## TASK INSTRUCTIONS
Could you extract every text line from the data entries below word for word, leaving the pictures out?

Data entries
[Begin]
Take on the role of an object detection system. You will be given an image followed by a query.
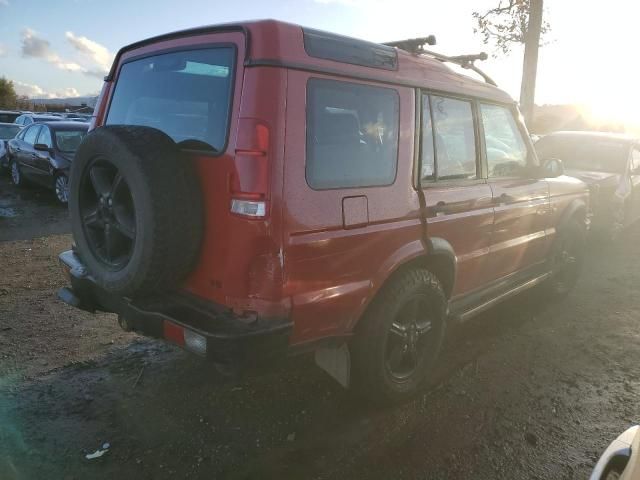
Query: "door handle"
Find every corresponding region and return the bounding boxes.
[493,193,514,203]
[431,200,447,217]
[End]
## RESULT OF THIS TASK
Take on the role of an object detection system. You will be given an image followed by a query.
Query: "door handle"
Find every corresponding region and return the bounding boxes.
[493,193,514,203]
[431,200,447,217]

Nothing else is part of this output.